▶ Instructions for the task: Please reproduce the listing below line for line, with no changes to any wording or order.

▶ Supplied information:
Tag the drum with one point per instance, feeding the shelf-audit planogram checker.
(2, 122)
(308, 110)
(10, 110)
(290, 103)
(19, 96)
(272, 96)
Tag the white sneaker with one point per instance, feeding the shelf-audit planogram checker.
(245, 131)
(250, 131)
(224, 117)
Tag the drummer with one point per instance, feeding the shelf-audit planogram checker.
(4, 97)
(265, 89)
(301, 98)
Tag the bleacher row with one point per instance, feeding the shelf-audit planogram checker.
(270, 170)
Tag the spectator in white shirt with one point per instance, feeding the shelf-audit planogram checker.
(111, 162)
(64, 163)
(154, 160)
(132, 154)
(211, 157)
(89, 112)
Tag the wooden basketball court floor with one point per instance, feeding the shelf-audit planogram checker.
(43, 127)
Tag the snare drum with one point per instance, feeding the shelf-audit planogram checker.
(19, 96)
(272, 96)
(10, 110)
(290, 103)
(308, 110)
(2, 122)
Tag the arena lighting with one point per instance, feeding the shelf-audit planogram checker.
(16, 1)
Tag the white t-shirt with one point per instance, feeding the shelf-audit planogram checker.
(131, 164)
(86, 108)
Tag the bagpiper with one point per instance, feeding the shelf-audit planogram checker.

▶ Solution for this problem:
Tag the drum with one point per instance, feeding the shelf-audit planogram checker.
(2, 122)
(308, 110)
(10, 110)
(290, 103)
(19, 96)
(272, 96)
Tag the white sneaker with one point per instance, feeding the shelf-audit planogram checker.
(245, 131)
(250, 131)
(224, 117)
Tag the drummer with one point per instance, feeding the shelf-audit planogram checker.
(4, 97)
(265, 89)
(301, 98)
Tag the bleacher row with one point per instance, feeding the shelf-audit planogram checker.
(270, 170)
Tag the spectator in white shirt with one point per instance, feeding the shelf-audit planogram checker.
(111, 162)
(64, 163)
(154, 160)
(132, 154)
(211, 157)
(89, 112)
Tag the wooden basketball court floor with one point per instance, feeding the shelf-audit planogram checker.
(43, 127)
Tag the snare drum with one point per instance, feeding the shelf-audit planogram checker.
(19, 96)
(272, 96)
(10, 110)
(290, 103)
(308, 110)
(2, 122)
Tag the arena lighting with one point per instance, feeding the shelf-audit planogram checker.
(16, 1)
Tag the white t-shirt with one point per instance, feeding the shelf-audit planogram checker.
(131, 164)
(86, 108)
Tag the bagpiper with one point per instance, feeding the shelf-audit planogram checker.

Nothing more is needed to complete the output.